Your task is to print every entry below exactly as given.

Recorded data
# # # #
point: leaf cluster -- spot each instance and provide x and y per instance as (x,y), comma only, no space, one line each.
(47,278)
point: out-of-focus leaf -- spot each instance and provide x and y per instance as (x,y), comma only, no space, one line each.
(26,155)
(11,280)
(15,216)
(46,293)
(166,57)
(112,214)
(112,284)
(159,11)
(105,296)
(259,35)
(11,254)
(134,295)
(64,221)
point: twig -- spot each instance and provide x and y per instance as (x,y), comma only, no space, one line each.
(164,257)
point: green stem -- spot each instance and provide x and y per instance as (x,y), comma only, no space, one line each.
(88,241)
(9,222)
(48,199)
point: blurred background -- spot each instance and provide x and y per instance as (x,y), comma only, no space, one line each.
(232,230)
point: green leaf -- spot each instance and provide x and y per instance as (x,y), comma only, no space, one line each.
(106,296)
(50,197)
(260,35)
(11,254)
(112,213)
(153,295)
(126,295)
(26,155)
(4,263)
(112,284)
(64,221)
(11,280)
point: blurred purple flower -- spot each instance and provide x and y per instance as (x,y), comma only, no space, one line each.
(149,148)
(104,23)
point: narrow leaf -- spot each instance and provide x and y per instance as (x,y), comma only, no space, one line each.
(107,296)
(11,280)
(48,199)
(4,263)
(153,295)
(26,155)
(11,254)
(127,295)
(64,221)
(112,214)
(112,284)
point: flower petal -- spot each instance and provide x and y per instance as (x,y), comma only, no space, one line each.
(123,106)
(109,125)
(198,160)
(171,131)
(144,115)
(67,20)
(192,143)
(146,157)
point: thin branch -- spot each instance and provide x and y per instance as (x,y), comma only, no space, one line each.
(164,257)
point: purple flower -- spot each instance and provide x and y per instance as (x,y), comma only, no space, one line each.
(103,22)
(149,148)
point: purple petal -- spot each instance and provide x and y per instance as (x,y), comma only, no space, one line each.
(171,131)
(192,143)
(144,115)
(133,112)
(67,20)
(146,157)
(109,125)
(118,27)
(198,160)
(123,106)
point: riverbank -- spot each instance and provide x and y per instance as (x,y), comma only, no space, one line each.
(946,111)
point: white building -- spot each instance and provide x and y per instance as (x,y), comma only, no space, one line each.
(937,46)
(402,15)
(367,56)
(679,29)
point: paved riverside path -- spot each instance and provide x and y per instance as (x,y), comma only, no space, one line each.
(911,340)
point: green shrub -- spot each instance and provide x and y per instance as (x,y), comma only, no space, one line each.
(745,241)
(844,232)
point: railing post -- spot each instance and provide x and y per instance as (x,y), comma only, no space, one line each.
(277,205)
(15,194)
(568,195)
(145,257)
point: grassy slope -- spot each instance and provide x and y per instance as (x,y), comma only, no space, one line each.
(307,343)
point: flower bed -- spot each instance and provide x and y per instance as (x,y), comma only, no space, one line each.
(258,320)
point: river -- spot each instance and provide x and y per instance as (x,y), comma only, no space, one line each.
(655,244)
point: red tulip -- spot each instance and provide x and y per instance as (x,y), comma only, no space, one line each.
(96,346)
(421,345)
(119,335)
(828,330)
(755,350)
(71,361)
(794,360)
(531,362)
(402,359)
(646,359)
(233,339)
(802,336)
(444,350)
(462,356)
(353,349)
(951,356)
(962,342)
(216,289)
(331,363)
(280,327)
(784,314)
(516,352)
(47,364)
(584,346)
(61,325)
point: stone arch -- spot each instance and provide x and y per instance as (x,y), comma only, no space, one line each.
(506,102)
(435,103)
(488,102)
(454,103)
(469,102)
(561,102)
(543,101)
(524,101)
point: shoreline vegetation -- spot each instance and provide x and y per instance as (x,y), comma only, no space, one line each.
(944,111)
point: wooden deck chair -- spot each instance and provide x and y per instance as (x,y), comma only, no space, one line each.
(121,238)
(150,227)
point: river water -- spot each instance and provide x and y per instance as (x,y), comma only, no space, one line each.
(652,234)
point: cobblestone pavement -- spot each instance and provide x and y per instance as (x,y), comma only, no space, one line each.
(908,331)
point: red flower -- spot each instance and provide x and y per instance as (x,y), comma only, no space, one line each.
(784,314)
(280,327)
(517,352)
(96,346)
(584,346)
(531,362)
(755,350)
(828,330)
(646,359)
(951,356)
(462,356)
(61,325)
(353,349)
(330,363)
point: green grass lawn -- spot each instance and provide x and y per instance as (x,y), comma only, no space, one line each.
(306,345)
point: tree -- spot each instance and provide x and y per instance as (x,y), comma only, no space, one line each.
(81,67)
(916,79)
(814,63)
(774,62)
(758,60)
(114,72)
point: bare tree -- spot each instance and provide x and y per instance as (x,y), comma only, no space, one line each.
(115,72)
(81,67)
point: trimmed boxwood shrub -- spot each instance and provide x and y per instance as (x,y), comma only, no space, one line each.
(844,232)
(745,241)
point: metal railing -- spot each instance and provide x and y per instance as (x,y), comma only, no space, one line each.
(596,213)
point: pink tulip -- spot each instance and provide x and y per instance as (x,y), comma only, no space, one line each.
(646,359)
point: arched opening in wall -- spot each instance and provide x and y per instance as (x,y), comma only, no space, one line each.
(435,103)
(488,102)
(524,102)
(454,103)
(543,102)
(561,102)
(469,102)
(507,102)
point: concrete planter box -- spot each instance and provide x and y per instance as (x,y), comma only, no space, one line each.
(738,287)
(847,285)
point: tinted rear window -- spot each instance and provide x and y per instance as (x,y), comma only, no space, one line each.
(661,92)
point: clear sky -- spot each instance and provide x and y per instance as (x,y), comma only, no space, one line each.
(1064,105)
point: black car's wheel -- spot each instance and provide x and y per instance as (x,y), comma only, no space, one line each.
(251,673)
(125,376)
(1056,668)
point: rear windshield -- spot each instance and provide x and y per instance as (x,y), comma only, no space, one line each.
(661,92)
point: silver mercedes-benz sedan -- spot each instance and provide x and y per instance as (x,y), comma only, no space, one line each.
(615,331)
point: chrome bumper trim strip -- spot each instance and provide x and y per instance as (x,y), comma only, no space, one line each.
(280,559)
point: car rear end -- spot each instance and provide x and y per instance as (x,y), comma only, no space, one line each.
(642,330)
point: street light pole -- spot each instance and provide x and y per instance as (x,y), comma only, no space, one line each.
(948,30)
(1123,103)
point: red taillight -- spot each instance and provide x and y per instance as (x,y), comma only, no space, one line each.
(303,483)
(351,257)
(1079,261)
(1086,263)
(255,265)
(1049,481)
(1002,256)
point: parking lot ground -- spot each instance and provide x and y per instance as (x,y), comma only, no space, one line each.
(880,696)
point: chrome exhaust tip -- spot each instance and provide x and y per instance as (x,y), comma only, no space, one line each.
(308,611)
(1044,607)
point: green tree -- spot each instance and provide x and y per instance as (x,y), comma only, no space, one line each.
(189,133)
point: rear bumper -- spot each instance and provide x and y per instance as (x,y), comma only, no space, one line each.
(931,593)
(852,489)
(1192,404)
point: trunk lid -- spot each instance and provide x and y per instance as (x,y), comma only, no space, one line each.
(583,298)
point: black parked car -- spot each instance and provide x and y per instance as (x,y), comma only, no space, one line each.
# # # #
* Output below:
point: leaf cluster -- spot each instance and provide x and y per instance as (x,y), comma only, no space, one line each.
(47,278)
point: out-of-focus leaf -- spot each instance and provide x and y per instance as (x,y), comma only, no space, one line each.
(26,155)
(11,280)
(15,216)
(46,293)
(166,57)
(112,214)
(112,284)
(159,11)
(105,296)
(259,35)
(11,254)
(134,295)
(64,221)
point: twig -- spot each instance and provide x and y per instance as (x,y), comma only, no space, one line each.
(164,257)
point: green stem -- spot each instance and provide x and y per instance as (x,y), comma only, no space, one line each.
(88,241)
(9,222)
(48,199)
point: blurred background -- spot each instance and provide x and y per instance as (x,y), comma only, no space, one line each.
(232,230)
point: green leaf -- spot each instance and provide x and y per instance as (x,y), comma only, no space, one line each.
(106,296)
(50,197)
(260,35)
(11,254)
(112,213)
(153,295)
(126,295)
(26,155)
(4,263)
(112,284)
(64,221)
(11,280)
point: blurred purple flower -- spot each instance and provide x and y per instance as (x,y), comma only, no space, one line each.
(149,148)
(104,23)
point: narrow leaf -- spot each instance and provide x and y per instance as (x,y), comma only, no space, one line each.
(107,296)
(11,280)
(48,199)
(4,263)
(153,295)
(26,155)
(11,254)
(127,295)
(64,221)
(112,214)
(112,284)
point: flower petal -- spot each instance and provide x and y per instance as (x,y), comma only, no space, one line each.
(123,106)
(109,125)
(198,160)
(171,131)
(144,115)
(67,20)
(192,143)
(146,157)
point: thin branch -- spot each instance and provide x and y per instance as (x,y), comma only, no space, one line each.
(164,257)
point: purple flower -- spot each instance and provide x and y per instance as (x,y), comma only, no space, one line each.
(103,22)
(149,148)
point: purple petal -- spot each instance and provide x and y per instance as (x,y), comma only, no space, one line each.
(171,131)
(192,143)
(144,115)
(133,112)
(67,20)
(146,157)
(109,125)
(118,27)
(198,160)
(123,106)
point: riverbank -- spot each instance and provide x and y per instance as (x,y), comma only, no space, one line each.
(946,111)
point: white building -- spot each instance and provide x and y per instance as (x,y), comma only, no space, one line each.
(937,46)
(402,15)
(367,56)
(679,29)
point: paved riverside path -- spot each instance and provide x and y per instance as (x,y), comma only, no space, one line each.
(911,340)
point: green shrub -- spot each instance and provide x and y per instance as (x,y), comma only, no space, one line each.
(745,241)
(844,232)
point: railing post -- spot each instance and provide x and y per instance as (x,y), comma only, no space, one line each.
(277,205)
(15,194)
(568,195)
(145,257)
point: grassy slope -- spot each instance and provide x and y per instance as (x,y), comma only, no space, one line each.
(307,343)
point: flower bed -- spot each instance and provide x and y per instance as (x,y), comma only, no space, one line each.
(258,320)
point: river -- spot each instance and provide x and y per instance as (x,y), comma only, no space, one line each.
(655,244)
point: red tulip -- spot each instance and provide x and y per instance as (x,y), comma only, no space, one line each.
(96,346)
(421,345)
(119,335)
(828,330)
(755,350)
(71,361)
(794,360)
(531,362)
(402,359)
(646,359)
(233,339)
(802,336)
(444,350)
(462,356)
(353,349)
(951,356)
(962,342)
(216,289)
(331,363)
(280,327)
(784,314)
(516,352)
(47,364)
(584,346)
(61,325)
point: stone arch -- spot each instance and provide x and y per instance as (x,y), comma only, no space, one line each.
(506,102)
(435,103)
(488,102)
(454,103)
(469,102)
(561,102)
(543,101)
(524,101)
point: shoreline vegetation -- spot each instance and provide x and y per instance as (x,y), comma only, no space, one line each.
(944,111)
point: wooden deck chair -- spot each instance and provide x and y per instance as (x,y), comma only, no space, one line each.
(121,238)
(150,227)
point: river water -- spot each instance and provide x and y per instance as (x,y), comma only, no space, one line each.
(652,234)
point: cobblestone pavement -- spot each instance and provide x and y per instance as (x,y), comma only, no space, one line each.
(908,331)
point: red flower -- spot each instance and provide x and y per instance as (x,y), comma only, no space, one line each.
(784,314)
(280,327)
(517,352)
(96,346)
(584,346)
(531,362)
(755,350)
(828,330)
(646,359)
(951,356)
(462,356)
(61,325)
(353,349)
(330,363)
point: green grass lawn -- spot each instance and provide x and y per instance as (x,y), comma only, no space, one line each.
(306,345)
point: tree -- spot each instance and provide x and y per instance as (x,y), comma only, no space, one line each.
(81,67)
(916,79)
(814,63)
(774,62)
(758,60)
(114,72)
point: bare tree -- spot each instance and provide x and y per instance as (x,y), comma only, no space, one line each.
(115,72)
(81,67)
point: trimmed boxwood shrub -- spot each instance and provide x and y per instance as (x,y), comma only, no space, one line each.
(844,232)
(745,241)
point: metal railing -- spot each instance and provide x and y per instance as (x,y), comma only, no space, one line each.
(596,213)
point: pink tulip -- spot each instance and provide x and y per instance as (x,y), comma only, no space, one line each.
(646,359)
point: arched opening in wall -- spot each instance and provide x and y per instance as (x,y), comma only, no space, one line each.
(435,103)
(488,102)
(524,102)
(454,103)
(543,102)
(561,102)
(469,102)
(507,102)
point: concrete planter box -- spot each instance and provide x and y per instance as (x,y), comma only, no space, one line each.
(738,287)
(847,285)
point: tinted rear window -- spot each instance and provide x and y per instance as (x,y), comma only, no space, one line each.
(661,92)
point: clear sky -- spot each instance and provide x and y per instance as (x,y), comma only, no space, one line each.
(1064,105)
point: black car's wheel -- spot each instance and provide x and y per instance as (x,y), comma only, no space, one line each.
(251,673)
(125,376)
(1056,668)
point: rear windshield -- spot each instance and provide x and y per instance as (x,y), comma only, no space, one line each.
(661,92)
point: silver mercedes-benz sedan -- spot each instance and provide x and y per instance as (x,y), comma only, no space, one line each.
(615,331)
point: chrome bumper trim strip -- spot each instance and provide x and y per instance as (x,y), comma only, no space, one line each.
(280,559)
point: car rear end -- spot each instance and provide x and y per instance as (x,y), comma only, no space, one line each.
(642,330)
point: street light pole -- spot each instance and provide x and y per instance as (x,y), comma only, no space, one line each.
(948,30)
(1123,103)
point: red taillight -- spot each instance and provide x and y per instance as (x,y), comma only, no space, one line each.
(303,483)
(351,257)
(1079,261)
(1086,263)
(255,265)
(1049,481)
(1002,256)
point: parking lot ground -- spot each instance and provide x and y per instance as (x,y), comma only, no space, one line each.
(880,696)
point: chrome exhaust tip -- spot each instance and provide x and y per instance as (x,y), comma only, no space, one line each.
(308,611)
(1044,607)
point: green tree -- spot each instance and provide x and y per instance as (x,y), comma only, no space, one line each.
(189,133)
point: rear bumper -- spot each instance and provide x and y per instance as (x,y), comma only, no space, one line each.
(931,593)
(852,489)
(1192,404)
point: trunk lid -- spot each instance and provide x and y per instance as (x,y), comma only, no space, one line each.
(583,298)
point: black parked car -- spot each instance and provide x and y per instance as (x,y), comma only, no space, one line each.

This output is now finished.